Goal | Count the lines of the listing below that contain the string "ceramic", matching case exactly, and reply with the number alone.

BEGIN Stored records

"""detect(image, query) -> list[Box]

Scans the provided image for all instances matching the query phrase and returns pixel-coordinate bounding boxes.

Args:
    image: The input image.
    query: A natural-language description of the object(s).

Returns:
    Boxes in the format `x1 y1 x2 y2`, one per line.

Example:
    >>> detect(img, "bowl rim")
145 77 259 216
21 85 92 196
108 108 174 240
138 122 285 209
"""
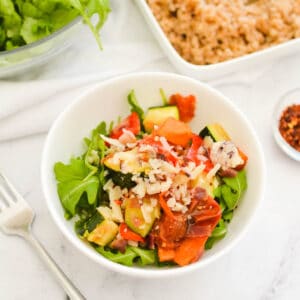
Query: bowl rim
135 0 300 71
40 72 266 278
0 16 82 57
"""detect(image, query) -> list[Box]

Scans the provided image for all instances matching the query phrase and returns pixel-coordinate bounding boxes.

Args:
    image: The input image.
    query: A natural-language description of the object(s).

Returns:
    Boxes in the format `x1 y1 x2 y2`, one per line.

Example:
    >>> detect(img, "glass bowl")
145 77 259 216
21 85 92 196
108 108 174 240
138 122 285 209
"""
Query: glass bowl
0 17 81 78
273 88 300 162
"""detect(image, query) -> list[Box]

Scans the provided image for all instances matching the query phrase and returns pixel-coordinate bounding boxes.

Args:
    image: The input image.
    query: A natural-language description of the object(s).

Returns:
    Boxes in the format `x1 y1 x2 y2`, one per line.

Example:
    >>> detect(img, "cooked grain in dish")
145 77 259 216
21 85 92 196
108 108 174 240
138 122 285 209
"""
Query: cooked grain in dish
147 0 300 65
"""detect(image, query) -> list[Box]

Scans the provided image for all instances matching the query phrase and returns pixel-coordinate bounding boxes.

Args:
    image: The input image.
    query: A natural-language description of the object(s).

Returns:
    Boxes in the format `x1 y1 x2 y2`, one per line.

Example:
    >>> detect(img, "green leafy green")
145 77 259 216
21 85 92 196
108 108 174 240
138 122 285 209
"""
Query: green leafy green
75 210 103 236
205 170 247 249
0 0 111 51
54 158 99 217
96 246 156 266
221 170 247 210
107 169 136 189
127 90 145 131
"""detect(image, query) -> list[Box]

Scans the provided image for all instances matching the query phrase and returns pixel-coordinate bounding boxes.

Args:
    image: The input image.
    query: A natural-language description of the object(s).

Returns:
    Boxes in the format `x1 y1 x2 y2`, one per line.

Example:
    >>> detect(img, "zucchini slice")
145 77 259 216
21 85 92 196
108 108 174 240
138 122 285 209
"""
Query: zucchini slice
199 123 231 142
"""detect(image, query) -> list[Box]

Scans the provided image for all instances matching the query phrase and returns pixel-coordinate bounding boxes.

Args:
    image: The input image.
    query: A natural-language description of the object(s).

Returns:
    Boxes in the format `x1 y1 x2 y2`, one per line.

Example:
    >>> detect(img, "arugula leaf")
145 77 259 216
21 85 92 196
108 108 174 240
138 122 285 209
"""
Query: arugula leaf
54 158 89 182
75 210 103 236
54 159 99 217
96 246 156 266
20 17 52 44
221 170 247 210
205 219 227 249
107 169 136 189
127 90 145 131
222 170 247 198
209 170 247 249
0 0 111 51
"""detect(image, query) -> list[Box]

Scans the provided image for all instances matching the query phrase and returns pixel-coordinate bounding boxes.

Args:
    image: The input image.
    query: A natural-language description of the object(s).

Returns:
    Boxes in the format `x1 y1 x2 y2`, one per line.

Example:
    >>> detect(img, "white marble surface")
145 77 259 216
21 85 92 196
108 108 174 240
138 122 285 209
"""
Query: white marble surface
0 1 300 300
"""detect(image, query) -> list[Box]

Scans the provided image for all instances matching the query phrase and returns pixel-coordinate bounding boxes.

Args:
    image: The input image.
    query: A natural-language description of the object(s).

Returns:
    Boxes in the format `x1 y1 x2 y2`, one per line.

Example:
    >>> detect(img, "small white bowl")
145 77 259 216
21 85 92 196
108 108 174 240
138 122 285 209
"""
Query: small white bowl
41 73 265 278
273 88 300 162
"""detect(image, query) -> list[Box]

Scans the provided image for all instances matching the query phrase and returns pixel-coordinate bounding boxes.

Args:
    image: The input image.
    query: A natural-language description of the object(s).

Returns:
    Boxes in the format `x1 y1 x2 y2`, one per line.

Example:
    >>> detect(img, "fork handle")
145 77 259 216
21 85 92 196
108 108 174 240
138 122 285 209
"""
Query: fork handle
22 231 86 300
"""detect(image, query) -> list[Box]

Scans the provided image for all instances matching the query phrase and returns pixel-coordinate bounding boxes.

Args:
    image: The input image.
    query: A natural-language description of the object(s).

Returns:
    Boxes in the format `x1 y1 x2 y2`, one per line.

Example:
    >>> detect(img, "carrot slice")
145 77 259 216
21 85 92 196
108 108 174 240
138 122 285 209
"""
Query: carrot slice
159 193 174 219
158 247 175 262
235 148 248 171
155 118 193 147
174 236 208 266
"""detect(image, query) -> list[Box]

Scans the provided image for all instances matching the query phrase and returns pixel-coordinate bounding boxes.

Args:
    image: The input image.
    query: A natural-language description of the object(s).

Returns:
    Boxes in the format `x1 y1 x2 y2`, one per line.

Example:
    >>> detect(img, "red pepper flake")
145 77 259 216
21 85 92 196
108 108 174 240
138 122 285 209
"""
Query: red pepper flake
279 104 300 152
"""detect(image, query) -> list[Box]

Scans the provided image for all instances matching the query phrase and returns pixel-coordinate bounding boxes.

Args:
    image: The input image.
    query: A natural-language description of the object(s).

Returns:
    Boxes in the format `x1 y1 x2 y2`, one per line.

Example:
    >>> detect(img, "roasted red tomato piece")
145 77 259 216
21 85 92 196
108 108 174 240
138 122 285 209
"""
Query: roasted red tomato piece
110 112 141 139
158 214 187 243
169 94 196 122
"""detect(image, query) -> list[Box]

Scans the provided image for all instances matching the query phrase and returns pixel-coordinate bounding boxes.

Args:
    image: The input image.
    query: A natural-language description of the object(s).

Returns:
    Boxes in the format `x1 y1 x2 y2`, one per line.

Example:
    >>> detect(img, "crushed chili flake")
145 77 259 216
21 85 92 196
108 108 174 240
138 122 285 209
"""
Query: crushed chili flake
279 104 300 151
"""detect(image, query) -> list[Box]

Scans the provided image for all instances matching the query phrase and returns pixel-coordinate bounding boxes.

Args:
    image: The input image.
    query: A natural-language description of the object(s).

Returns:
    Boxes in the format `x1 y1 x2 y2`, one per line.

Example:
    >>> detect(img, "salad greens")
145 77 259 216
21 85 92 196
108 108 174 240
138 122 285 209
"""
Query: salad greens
205 170 247 249
0 0 110 51
54 158 99 218
54 89 247 267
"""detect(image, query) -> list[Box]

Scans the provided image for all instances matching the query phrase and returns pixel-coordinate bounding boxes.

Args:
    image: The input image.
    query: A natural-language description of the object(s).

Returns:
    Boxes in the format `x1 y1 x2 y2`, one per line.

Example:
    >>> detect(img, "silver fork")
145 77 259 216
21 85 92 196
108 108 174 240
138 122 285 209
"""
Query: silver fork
0 173 86 300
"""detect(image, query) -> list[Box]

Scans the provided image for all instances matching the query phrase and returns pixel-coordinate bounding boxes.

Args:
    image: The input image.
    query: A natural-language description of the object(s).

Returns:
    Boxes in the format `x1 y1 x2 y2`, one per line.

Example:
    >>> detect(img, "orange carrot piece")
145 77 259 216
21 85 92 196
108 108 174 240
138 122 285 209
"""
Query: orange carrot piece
158 247 175 262
155 118 193 147
174 236 208 266
236 148 248 171
159 193 174 219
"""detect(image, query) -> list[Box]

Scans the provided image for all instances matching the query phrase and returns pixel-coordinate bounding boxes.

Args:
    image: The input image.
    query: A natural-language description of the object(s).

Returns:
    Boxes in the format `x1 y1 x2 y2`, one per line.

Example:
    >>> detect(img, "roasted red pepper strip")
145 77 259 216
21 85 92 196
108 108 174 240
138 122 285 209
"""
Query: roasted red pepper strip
186 134 203 165
110 112 141 139
159 193 174 219
119 223 145 243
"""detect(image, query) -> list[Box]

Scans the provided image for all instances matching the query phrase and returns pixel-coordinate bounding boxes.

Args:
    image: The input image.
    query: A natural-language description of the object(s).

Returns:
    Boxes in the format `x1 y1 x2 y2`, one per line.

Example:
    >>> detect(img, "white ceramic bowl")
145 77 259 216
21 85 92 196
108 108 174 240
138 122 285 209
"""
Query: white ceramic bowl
41 73 265 278
135 0 300 80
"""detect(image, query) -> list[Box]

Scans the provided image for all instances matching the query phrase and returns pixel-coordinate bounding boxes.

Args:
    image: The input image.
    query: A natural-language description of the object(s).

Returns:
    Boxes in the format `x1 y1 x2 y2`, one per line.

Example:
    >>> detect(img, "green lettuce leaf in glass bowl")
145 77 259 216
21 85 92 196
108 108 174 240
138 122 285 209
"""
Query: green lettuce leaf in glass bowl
0 0 110 78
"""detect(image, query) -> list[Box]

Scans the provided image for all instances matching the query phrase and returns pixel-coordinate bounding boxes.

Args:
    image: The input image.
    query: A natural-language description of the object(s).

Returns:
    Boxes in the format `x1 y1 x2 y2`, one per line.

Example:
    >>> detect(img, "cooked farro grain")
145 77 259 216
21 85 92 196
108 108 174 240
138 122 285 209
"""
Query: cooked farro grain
147 0 300 65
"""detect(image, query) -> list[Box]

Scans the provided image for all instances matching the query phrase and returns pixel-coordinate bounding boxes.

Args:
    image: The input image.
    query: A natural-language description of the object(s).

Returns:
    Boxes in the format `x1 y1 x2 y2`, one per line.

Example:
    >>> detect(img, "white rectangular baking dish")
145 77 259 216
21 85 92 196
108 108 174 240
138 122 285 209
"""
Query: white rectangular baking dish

END Stored records

Response for this exercise | 2